- **THE REQUEST**
Reproduce verbatim the lines between the line containing "the pagoda window" and the line containing "538], [378, 520]]", inclusive, and output nothing else.
BEGIN SUPPLIED MATERIAL
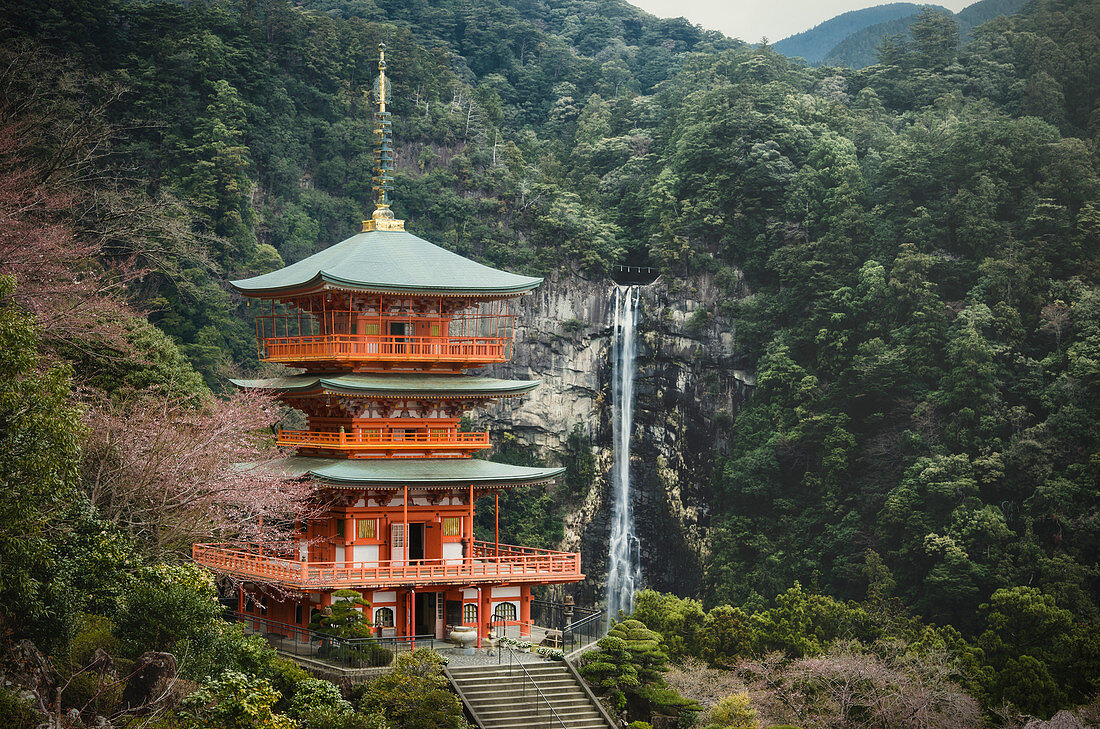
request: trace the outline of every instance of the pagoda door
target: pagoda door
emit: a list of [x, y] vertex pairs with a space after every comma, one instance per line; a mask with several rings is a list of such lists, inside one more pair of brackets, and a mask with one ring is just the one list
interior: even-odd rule
[[389, 322], [389, 335], [394, 338], [394, 354], [405, 354], [405, 339], [408, 334], [408, 324], [404, 321]]
[[405, 524], [389, 524], [389, 560], [394, 564], [406, 564]]
[[424, 522], [409, 524], [409, 563], [424, 562]]

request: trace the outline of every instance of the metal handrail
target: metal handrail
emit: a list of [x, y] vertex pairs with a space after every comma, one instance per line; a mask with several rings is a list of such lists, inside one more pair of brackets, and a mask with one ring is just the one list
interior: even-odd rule
[[[490, 621], [490, 625], [492, 625], [492, 620]], [[552, 727], [553, 726], [553, 719], [558, 719], [558, 725], [562, 729], [565, 729], [565, 722], [558, 715], [558, 710], [554, 709], [553, 705], [550, 703], [550, 699], [548, 699], [547, 696], [546, 696], [546, 694], [542, 693], [542, 689], [539, 688], [538, 683], [535, 681], [535, 677], [531, 675], [531, 673], [527, 670], [527, 666], [524, 665], [524, 662], [522, 661], [514, 661], [513, 660], [515, 658], [515, 649], [513, 649], [512, 645], [505, 645], [504, 643], [497, 643], [497, 644], [498, 645], [503, 645], [504, 648], [508, 649], [508, 674], [512, 675], [512, 666], [513, 665], [518, 665], [519, 669], [520, 669], [520, 671], [524, 672], [524, 683], [521, 684], [524, 696], [525, 697], [527, 696], [527, 682], [529, 681], [529, 682], [531, 682], [531, 686], [535, 688], [535, 691], [538, 692], [539, 698], [541, 698], [542, 703], [547, 705], [548, 709], [550, 709], [551, 717], [547, 721], [547, 727], [548, 728]], [[538, 713], [539, 713], [539, 704], [538, 704], [538, 702], [536, 702], [535, 703], [535, 716], [536, 717], [538, 717]]]

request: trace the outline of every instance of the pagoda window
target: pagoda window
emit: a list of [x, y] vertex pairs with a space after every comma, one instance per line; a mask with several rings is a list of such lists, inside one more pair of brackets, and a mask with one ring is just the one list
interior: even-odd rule
[[374, 611], [374, 625], [382, 628], [393, 628], [394, 627], [394, 609], [393, 608], [378, 608]]
[[462, 517], [443, 517], [443, 537], [462, 535]]
[[377, 519], [356, 519], [355, 520], [355, 538], [356, 539], [377, 539], [378, 538], [378, 520]]

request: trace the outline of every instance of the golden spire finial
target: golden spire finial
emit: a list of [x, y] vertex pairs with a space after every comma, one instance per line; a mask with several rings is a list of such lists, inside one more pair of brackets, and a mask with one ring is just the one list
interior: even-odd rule
[[371, 220], [363, 221], [363, 232], [372, 230], [405, 230], [405, 221], [394, 218], [389, 209], [389, 194], [394, 189], [394, 131], [392, 114], [386, 111], [389, 97], [389, 79], [386, 78], [386, 44], [378, 44], [378, 81], [375, 86], [378, 110], [374, 113], [374, 133], [378, 146], [374, 151], [374, 200], [375, 209]]

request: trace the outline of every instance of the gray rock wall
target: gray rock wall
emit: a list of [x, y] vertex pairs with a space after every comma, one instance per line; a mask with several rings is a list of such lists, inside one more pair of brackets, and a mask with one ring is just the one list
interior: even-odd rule
[[[591, 439], [598, 475], [565, 515], [562, 544], [582, 552], [588, 578], [571, 590], [582, 605], [603, 599], [607, 573], [613, 287], [558, 276], [522, 299], [512, 362], [483, 372], [542, 386], [474, 413], [480, 427], [510, 431], [546, 463], [562, 462], [575, 426]], [[708, 550], [715, 444], [752, 379], [733, 322], [714, 314], [723, 294], [710, 277], [671, 286], [659, 279], [641, 290], [630, 472], [642, 582], [695, 595]]]

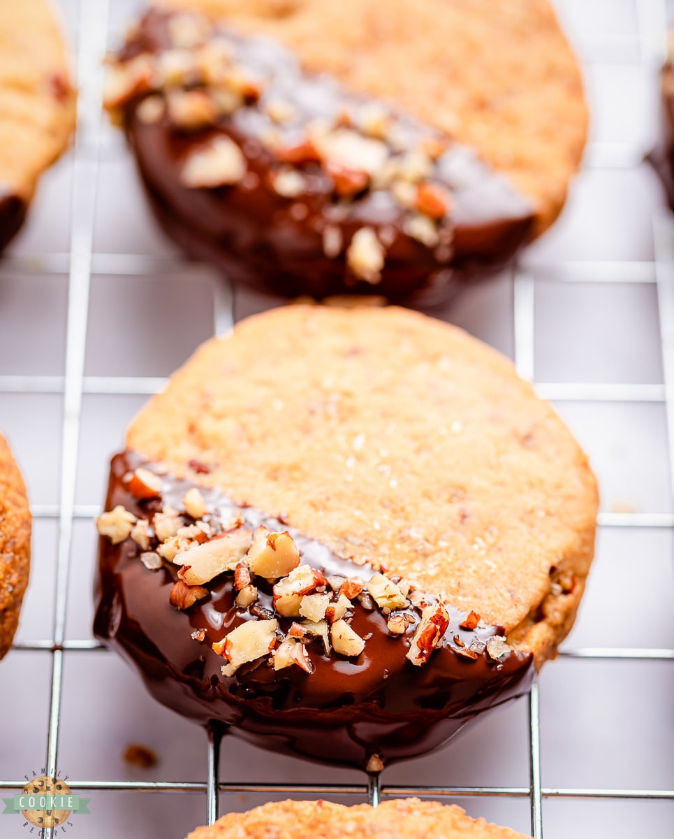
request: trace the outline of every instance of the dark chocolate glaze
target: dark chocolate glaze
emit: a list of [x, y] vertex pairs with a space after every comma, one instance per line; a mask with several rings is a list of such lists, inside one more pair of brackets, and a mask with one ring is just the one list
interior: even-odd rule
[[26, 217], [26, 202], [14, 195], [0, 195], [0, 251], [18, 232]]
[[[122, 60], [156, 53], [170, 44], [165, 13], [144, 18], [121, 54]], [[335, 201], [332, 184], [319, 164], [301, 165], [306, 191], [296, 198], [277, 195], [269, 174], [279, 168], [260, 140], [273, 124], [266, 101], [289, 102], [297, 114], [276, 126], [284, 143], [305, 137], [308, 122], [334, 119], [368, 100], [346, 92], [327, 76], [303, 72], [294, 57], [273, 41], [244, 38], [225, 30], [242, 65], [264, 81], [260, 102], [220, 117], [205, 131], [185, 133], [167, 116], [144, 124], [137, 115], [142, 97], [125, 108], [124, 122], [151, 205], [172, 239], [189, 253], [215, 263], [231, 279], [294, 296], [322, 298], [338, 294], [376, 294], [405, 300], [421, 289], [454, 288], [476, 269], [505, 263], [531, 233], [533, 208], [502, 175], [468, 148], [450, 143], [431, 180], [450, 192], [453, 209], [443, 224], [449, 244], [429, 248], [403, 230], [406, 213], [390, 192], [366, 190], [347, 203]], [[393, 111], [412, 141], [438, 136], [407, 115]], [[241, 148], [251, 176], [236, 186], [189, 189], [180, 180], [187, 151], [215, 135], [226, 134]], [[323, 248], [326, 224], [340, 228], [345, 243], [364, 225], [393, 239], [387, 247], [381, 281], [359, 279], [346, 266], [344, 249], [329, 258]]]
[[[150, 519], [164, 503], [181, 508], [194, 482], [164, 476], [163, 502], [139, 502], [129, 494], [122, 478], [140, 465], [158, 472], [133, 452], [113, 458], [106, 509], [122, 504]], [[246, 526], [289, 530], [302, 560], [326, 575], [369, 579], [374, 573], [259, 510], [240, 509], [218, 490], [200, 488], [223, 520], [239, 514]], [[392, 637], [378, 609], [368, 612], [355, 601], [353, 628], [361, 637], [371, 633], [359, 658], [326, 656], [317, 639], [308, 648], [315, 668], [311, 675], [296, 666], [274, 671], [258, 661], [226, 678], [220, 672], [225, 660], [210, 644], [254, 619], [234, 605], [231, 575], [207, 584], [205, 601], [178, 612], [168, 602], [175, 571], [168, 566], [148, 571], [140, 552], [130, 539], [117, 545], [101, 539], [96, 636], [132, 662], [163, 705], [207, 727], [231, 727], [233, 733], [275, 751], [361, 769], [375, 753], [385, 764], [423, 754], [476, 714], [525, 692], [533, 677], [531, 656], [525, 653], [511, 651], [498, 661], [486, 652], [474, 660], [463, 658], [455, 637], [468, 647], [476, 639], [485, 643], [500, 628], [461, 629], [465, 613], [448, 607], [443, 645], [416, 667], [405, 658], [413, 626], [406, 636]], [[271, 588], [261, 590], [258, 604], [271, 607]], [[283, 629], [290, 623], [279, 618]], [[195, 629], [205, 630], [205, 643], [191, 638]]]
END SUPPLIED MATERIAL
- **THE OUTPUT**
request: trace the outline of every instance of the pagoda window
target: pagoda window
emit: a list of [x, y] vertex pairs with a space after every comma, one instance per line; a mask with several rings is a list of such lists, inside one more pair of brackets, and a mask with one ring is just the one list
interior: even-odd rule
[[374, 611], [374, 625], [382, 628], [393, 628], [394, 627], [394, 609], [393, 608], [378, 608]]
[[462, 517], [443, 517], [443, 537], [462, 535]]
[[377, 519], [356, 519], [355, 520], [355, 538], [356, 539], [377, 539], [378, 538], [378, 520]]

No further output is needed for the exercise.